**What to produce:** Using the string "neck" as the key, pull each matching line out of the records below.
----
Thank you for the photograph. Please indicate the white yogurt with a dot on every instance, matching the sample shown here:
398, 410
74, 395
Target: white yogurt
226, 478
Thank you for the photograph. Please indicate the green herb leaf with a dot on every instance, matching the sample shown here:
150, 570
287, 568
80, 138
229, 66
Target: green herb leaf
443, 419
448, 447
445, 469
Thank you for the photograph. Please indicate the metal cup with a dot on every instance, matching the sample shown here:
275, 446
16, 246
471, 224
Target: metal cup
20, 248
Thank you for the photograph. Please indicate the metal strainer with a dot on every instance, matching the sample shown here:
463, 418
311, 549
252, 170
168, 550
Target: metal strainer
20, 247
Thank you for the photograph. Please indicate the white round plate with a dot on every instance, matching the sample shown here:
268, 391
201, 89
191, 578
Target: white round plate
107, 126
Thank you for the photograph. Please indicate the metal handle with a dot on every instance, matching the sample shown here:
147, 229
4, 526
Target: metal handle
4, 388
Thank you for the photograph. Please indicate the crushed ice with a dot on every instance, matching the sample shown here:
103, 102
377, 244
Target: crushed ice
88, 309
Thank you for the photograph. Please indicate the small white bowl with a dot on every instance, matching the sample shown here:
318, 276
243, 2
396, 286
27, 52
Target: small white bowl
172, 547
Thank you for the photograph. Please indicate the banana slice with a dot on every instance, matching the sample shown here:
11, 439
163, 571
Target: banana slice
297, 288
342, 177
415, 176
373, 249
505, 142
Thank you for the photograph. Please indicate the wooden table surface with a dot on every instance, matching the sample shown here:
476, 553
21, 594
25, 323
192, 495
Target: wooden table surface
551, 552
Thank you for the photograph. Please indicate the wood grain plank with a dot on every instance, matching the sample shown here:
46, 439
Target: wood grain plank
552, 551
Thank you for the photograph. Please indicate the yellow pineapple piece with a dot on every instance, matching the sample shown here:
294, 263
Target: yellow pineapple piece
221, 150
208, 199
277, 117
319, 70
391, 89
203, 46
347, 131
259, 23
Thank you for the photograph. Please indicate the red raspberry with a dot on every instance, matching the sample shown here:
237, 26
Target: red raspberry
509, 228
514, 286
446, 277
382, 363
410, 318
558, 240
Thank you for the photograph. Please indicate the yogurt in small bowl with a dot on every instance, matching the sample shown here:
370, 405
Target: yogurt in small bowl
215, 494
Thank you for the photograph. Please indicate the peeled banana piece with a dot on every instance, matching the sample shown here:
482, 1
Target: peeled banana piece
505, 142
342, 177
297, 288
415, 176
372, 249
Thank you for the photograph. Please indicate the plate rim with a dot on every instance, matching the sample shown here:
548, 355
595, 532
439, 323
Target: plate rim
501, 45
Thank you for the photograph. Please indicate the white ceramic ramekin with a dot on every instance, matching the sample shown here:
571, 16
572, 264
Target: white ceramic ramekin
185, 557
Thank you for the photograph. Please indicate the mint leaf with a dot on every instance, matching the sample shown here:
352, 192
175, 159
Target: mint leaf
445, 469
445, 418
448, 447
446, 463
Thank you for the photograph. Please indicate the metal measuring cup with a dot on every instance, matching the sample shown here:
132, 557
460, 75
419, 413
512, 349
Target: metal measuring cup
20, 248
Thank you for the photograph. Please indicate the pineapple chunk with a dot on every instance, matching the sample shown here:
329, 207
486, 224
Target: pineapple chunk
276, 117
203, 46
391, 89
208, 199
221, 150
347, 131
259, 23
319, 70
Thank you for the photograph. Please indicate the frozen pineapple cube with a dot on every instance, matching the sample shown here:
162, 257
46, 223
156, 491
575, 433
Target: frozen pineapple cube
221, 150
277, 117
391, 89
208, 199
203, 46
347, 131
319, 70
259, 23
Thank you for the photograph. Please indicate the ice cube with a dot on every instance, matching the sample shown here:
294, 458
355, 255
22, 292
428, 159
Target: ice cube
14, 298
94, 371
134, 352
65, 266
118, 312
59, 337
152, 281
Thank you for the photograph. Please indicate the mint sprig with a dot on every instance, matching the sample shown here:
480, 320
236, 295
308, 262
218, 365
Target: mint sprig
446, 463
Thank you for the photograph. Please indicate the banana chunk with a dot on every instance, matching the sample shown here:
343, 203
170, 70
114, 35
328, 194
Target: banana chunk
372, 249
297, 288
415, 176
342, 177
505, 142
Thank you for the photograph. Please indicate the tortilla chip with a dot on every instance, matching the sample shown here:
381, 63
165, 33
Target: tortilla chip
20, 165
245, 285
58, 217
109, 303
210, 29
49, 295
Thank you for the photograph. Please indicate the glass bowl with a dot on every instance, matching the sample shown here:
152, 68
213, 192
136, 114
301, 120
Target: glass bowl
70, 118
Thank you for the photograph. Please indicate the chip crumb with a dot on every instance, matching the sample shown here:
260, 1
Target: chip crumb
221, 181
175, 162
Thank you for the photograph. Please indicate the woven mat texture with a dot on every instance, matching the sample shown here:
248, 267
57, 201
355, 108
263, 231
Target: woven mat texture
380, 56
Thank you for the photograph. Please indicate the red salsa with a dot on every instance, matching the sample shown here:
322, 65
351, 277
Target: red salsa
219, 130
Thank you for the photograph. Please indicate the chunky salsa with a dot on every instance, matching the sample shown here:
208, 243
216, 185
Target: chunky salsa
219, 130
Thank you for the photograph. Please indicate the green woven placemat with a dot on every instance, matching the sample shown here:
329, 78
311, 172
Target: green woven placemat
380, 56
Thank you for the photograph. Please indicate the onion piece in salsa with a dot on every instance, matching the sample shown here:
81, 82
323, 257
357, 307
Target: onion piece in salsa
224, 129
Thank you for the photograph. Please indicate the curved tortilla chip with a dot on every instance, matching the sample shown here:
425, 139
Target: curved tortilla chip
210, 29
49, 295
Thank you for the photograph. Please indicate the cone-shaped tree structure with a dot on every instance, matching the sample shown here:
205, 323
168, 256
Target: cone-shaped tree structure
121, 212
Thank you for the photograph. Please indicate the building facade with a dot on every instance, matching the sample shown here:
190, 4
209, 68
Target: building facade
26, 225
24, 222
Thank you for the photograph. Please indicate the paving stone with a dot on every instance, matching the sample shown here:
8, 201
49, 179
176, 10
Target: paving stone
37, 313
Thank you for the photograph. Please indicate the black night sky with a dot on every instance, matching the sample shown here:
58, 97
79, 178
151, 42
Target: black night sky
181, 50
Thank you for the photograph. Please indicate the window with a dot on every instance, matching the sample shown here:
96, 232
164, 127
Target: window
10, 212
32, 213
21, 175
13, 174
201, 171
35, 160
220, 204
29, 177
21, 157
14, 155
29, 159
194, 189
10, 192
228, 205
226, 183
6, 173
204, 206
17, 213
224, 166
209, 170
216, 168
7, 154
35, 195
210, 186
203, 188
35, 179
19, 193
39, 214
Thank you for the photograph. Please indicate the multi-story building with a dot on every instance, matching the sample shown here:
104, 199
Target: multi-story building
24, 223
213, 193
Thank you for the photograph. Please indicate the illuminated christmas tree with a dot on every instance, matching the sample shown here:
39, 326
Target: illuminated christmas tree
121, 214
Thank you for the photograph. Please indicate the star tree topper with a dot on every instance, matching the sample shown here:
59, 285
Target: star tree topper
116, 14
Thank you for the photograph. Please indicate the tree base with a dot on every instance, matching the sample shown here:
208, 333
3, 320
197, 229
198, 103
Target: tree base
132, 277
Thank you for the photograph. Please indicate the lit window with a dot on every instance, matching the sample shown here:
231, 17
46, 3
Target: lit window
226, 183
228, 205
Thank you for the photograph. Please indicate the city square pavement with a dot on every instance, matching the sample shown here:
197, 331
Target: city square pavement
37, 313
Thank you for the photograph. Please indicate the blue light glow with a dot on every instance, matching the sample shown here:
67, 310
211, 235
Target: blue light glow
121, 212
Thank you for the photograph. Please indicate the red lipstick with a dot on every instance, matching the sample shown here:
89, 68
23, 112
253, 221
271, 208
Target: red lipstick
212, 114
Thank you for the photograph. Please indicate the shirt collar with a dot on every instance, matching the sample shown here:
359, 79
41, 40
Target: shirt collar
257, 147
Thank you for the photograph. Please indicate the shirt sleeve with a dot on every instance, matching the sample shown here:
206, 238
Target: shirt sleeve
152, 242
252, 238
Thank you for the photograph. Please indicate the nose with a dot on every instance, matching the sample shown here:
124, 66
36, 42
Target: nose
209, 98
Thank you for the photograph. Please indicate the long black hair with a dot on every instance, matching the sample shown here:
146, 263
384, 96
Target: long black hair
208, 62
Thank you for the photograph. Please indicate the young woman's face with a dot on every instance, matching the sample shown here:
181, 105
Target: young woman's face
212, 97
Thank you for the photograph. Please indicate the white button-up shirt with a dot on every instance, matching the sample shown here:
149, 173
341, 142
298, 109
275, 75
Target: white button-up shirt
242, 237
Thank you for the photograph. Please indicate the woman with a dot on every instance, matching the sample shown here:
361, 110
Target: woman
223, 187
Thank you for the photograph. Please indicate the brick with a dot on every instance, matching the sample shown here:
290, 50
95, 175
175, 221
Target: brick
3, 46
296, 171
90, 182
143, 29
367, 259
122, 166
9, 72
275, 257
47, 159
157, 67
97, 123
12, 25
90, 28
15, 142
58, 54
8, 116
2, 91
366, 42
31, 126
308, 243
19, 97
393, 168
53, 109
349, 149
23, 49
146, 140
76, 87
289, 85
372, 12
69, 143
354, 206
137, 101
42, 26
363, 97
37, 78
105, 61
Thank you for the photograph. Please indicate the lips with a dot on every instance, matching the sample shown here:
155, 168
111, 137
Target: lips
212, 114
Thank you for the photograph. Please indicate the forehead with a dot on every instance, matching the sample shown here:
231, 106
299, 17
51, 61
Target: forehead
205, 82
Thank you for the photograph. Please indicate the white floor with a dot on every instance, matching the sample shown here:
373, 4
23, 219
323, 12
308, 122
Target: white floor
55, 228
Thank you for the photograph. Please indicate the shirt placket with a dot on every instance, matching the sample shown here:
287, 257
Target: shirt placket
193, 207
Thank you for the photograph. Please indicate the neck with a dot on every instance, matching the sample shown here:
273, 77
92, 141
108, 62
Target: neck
----
**The completed task:**
Thank you for the photograph. Please indicate the neck with a dot on every instance, matching the sample shown here:
Target: neck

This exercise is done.